Aufgaben ::
1 – Nenne alle Zahlen, die im Lesetext in Ziffern stehen, ohne die Uhrzeiten. Führe jede Zahl nur einmal auf.
2 – In welchem Zeitraum wurde laut Lesetext die Umfrage von Associated Press-NORC durchgeführt?
3 – Gib aus dem Lesetext den Abschnitt von „Nach Angaben des“ bis „weniger klares Bild.“ wortgetreu aus.

Lesetext ::

______

Nach Angaben des AFP-Mitarbeiters fuhr ein Pick-Up-Truck mit Taliban-Kämpfern an der Menschenansammlung vorbei und verringerte dabei seine Geschwindigkeit. Die Islamisten beliessen es demnach aber bei neugierigen Blicken und setzten ihren Weg fort.
17.36 Uhr
Mehrheit von US-Bürgern sieht Afghanistan-Einsatz kritisch
Eine deutliche Mehrheit der Amerikaner bezweifelt den Sinn des US-Einsatzes in Afghanistan. In einer am Donnerstag veröffentlichten Umfrage sagten rund zwei Drittel der Befragten, sie glaubten nicht, dass der längste von den USA je geführte Krieg den Kampf wert war. Beim Umgang der Regierung von Präsident Joe Biden mit den Themen Aussenpolitik und nationale Sicherheit zeigt sich in der Umfrage von Associated Press-NORC ein weniger klares Bild.
47 Prozent der Befragten hiessen Bidens aussenpolitisches Vorgehen gut, 52 Prozent stimmten ihm in Sachen nationale Sicherheit zu. Die Umfrage wurde vom 12. bis 16. August durchgeführt, während sich der zwei Jahrzehnte dauernde Einsatz der US-Truppen in Afghanistan seinem Ende zuneigte und die Taliban eine Provinzhauptstadt nach der anderen und schliesslich auch Kabul einnahmen. Kritiker aus beiden Parteien werfen Biden vor, auf das rasche Vorrücken der Taliban nicht vorbereitet gewesen zu sein und damit eine humanitäre Krise unter vielen Afghanen ausgelöst zu haben. Biden selbst hat seine Abzugsentscheidung verteidigt.
17.08 Uhr
Pentagon: Inzwischen rund 5200 US-Soldaten am Flughafen Kabul
Das US-Militär ist am Flughafen Kabul nach eigenen Angaben inzwischen mit rund 5200 Soldatinnen und Soldaten im Einsatz. Das erklärte ein Vertreter des Verteidigungsministeriums am Donnerstag. In einigen Tagen sollen es womöglich bis zu 6000 Soldaten sein. Sie sollen die Sicherheit des Flughafens gewähren und unter anderem die Evakuierung von Amerikanern und früheren afghanischen Mitarbeitern der US-Streitkräfte organisieren.

______

Datensätze zum Zeigen
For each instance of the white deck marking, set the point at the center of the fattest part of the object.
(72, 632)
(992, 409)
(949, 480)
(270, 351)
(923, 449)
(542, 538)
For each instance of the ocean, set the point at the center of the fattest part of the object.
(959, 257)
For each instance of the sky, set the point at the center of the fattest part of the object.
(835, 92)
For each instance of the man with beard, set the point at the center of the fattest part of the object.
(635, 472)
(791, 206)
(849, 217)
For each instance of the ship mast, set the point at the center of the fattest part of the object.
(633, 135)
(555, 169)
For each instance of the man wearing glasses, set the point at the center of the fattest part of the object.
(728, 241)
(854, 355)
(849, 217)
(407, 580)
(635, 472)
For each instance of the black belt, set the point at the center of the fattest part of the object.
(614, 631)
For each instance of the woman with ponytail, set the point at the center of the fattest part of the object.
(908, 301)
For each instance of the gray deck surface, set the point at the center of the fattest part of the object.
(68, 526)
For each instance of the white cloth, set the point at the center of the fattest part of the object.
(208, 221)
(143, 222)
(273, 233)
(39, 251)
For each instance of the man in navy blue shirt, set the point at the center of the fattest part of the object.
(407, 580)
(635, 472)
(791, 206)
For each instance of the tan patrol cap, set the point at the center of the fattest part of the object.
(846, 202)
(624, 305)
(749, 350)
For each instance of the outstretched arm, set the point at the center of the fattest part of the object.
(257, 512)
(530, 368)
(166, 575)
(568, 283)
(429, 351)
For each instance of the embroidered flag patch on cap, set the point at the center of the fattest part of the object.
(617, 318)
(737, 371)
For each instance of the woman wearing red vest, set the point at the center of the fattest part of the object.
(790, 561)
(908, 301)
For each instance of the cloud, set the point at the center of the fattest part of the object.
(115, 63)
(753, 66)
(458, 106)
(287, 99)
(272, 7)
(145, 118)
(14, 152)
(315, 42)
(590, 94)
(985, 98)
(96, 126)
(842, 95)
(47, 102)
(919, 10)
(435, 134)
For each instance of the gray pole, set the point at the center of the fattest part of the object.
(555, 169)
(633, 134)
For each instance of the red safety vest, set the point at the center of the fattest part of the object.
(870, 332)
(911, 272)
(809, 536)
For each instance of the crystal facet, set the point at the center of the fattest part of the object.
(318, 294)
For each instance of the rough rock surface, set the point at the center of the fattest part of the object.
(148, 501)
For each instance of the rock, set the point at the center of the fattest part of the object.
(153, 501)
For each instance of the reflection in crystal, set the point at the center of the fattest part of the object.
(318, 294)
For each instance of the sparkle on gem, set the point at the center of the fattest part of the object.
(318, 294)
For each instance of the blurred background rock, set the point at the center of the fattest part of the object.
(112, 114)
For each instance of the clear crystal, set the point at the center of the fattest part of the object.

______

Lösungen ::
1 – 47, 52, 12, 16, 5200, 6000

2 – Vom 12. bis 16. August.

3 –
Nach Angaben des AFP-Mitarbeiters fuhr ein Pick-Up-Truck mit Taliban-Kämpfern an der Menschenansammlung vorbei und verringerte dabei seine Geschwindigkeit. Die Islamisten beliessen es demnach aber bei neugierigen Blicken und setzten ihren Weg fort.
17.36 Uhr
Mehrheit von US-Bürgern sieht Afghanistan-Einsatz kritisch
Eine deutliche Mehrheit der Amerikaner bezweifelt den Sinn des US-Einsatzes in Afghanistan. In einer am Donnerstag veröffentlichten Umfrage sagten rund zwei Drittel der Befragten, sie glaubten nicht, dass der längste von den USA je geführte Krieg den Kampf wert war. Beim Umgang der Regierung von Präsident Joe Biden mit den Themen Aussenpolitik und nationale Sicherheit zeigt sich in der Umfrage von Associated Press-NORC ein weniger klares Bild.